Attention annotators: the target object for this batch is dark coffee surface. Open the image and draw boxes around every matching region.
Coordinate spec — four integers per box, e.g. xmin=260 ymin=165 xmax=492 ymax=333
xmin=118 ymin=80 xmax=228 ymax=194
--
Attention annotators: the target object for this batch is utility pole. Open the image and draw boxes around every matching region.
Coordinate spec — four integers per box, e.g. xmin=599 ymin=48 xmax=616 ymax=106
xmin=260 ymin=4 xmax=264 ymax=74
...
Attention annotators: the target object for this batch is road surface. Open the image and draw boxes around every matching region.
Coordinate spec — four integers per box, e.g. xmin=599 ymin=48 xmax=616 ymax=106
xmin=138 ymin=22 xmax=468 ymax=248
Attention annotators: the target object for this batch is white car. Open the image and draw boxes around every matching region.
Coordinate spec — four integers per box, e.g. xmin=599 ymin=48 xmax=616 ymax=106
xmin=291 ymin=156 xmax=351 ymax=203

* _Objective_
Copy out word for word the lines of the entries above, starting with the line that contains "Attention annotators: the target object for this batch is road" and going on through the line that contains "xmin=291 ymin=156 xmax=351 ymax=203", with both of those lines included.

* _Task result_
Attention annotators: the target object for this batch is road surface. Open the image and draw boxes around every matching region.
Coordinate spec — four integers per box, e.g. xmin=599 ymin=48 xmax=616 ymax=106
xmin=138 ymin=22 xmax=468 ymax=248
Attention annotators: the target object for this batch is white car. Open the image and draw boxes around every matching region.
Coordinate spec — four integers per box, e.g. xmin=599 ymin=48 xmax=616 ymax=106
xmin=291 ymin=156 xmax=351 ymax=203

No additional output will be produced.